## Task to carry out
From the line containing "Can you find the ring" through the last line of the entries, output the text exactly. Pictures stay out.

## Source material

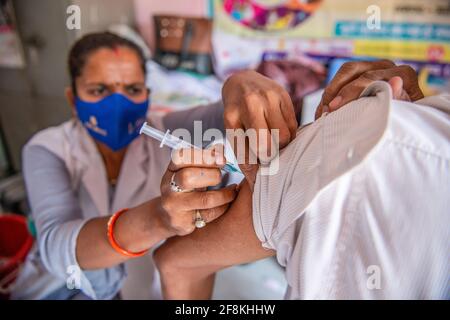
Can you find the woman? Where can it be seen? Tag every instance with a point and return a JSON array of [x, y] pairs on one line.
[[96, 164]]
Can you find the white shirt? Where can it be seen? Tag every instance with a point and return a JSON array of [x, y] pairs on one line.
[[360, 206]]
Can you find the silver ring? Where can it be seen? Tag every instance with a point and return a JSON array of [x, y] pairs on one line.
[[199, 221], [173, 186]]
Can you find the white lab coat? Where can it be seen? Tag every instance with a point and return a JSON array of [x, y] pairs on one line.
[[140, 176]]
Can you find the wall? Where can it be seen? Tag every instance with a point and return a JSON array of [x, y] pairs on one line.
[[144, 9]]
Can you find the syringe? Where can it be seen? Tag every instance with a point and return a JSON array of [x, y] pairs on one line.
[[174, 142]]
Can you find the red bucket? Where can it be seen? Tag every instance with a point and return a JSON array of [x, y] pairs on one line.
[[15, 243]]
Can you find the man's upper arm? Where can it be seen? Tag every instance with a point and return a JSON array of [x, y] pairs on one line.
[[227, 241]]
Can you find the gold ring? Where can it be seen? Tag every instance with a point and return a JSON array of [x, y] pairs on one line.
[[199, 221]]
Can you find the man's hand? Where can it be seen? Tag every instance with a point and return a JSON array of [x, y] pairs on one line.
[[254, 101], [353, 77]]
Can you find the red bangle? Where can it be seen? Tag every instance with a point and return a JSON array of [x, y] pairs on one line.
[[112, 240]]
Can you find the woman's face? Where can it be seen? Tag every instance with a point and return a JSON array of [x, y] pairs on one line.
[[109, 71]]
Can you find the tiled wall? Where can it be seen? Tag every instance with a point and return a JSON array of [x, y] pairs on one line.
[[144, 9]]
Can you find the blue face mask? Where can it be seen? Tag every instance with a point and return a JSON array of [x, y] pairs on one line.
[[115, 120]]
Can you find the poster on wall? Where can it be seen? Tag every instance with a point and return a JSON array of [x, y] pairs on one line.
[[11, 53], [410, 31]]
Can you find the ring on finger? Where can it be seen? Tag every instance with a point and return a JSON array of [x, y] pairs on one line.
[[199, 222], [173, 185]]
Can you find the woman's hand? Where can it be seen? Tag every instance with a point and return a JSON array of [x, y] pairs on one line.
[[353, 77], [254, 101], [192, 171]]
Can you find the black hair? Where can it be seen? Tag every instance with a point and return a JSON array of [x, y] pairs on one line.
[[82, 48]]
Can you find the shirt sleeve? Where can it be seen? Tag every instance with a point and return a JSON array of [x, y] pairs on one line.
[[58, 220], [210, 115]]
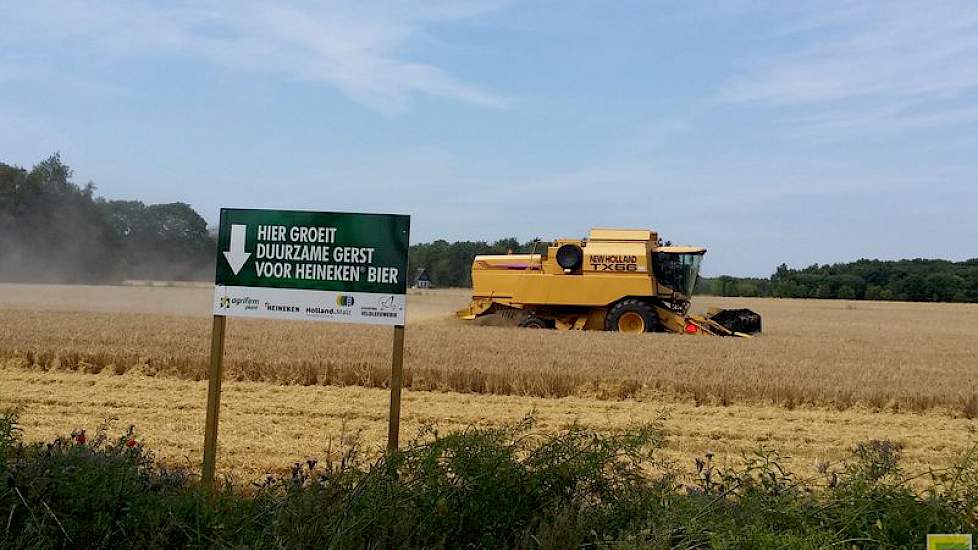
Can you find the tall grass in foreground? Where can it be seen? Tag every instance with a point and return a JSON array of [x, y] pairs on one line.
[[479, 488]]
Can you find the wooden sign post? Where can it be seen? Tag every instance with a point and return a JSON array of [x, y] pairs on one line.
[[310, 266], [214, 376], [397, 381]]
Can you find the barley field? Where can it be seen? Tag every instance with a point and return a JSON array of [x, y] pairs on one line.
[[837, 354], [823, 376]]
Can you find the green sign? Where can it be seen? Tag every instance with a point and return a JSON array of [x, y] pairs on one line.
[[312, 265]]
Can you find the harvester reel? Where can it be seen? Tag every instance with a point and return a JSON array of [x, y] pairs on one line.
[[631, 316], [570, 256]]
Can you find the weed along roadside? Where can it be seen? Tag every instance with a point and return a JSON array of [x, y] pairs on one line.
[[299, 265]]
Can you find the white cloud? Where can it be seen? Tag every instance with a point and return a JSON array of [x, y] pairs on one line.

## Exercise result
Can you find the ring on finger? Where can it be seen? Tag every instance with a point and return a JSON array of [x, y] pairs on one line.
[[199, 222], [173, 185]]
Can you find the woman's hand? Where can it be seen? Tag every instance with a point and return a JSON array of [x, y] pairs on one line.
[[353, 77], [254, 101], [192, 171]]
Can you find the black hair? Where can it be seen? Tag every instance with a point and return a JSON array of [x, y] pairs on one line.
[[82, 48]]
Can you find the shirt sleeve? Where can it be seen? Tag every instance with a point and return a JSON array of [x, y] pairs on one line.
[[58, 220], [210, 115]]
Can you find the tall grass in foreground? Where can it be seen? Tag every instance with a point and return a JSON array of [x, y] pairs on one line.
[[479, 488]]
Can you find the wooden sign post? Where can it be seen? Tag every instance with a point and return a JSON array of [x, y] pairs on one line.
[[310, 266], [214, 376], [397, 381]]
Can you find the barley field? Where can it be seen? Tag every instance with a point and return a JSON array of [x, y] pairs on one line.
[[837, 354], [823, 376]]
Can you find the green sign? Where can it be seen? Tag every instance with a point and return a JSON array of [x, y] pairs on one line.
[[312, 265]]
Can you find the harvester reel? Where can it be seen? Tag every instance with a point and return a JSON array of [x, y] pairs on one line.
[[631, 316], [570, 256]]
Can you find the weed along roadside? Where can it be seen? Tag every instance with a point and return a JSON array of [x, y] pairs on one line.
[[299, 265]]
Can you find the white cloud? Where can it be seen? Tag every instance with a point and return a JSON array of [x, y] pairs on one line.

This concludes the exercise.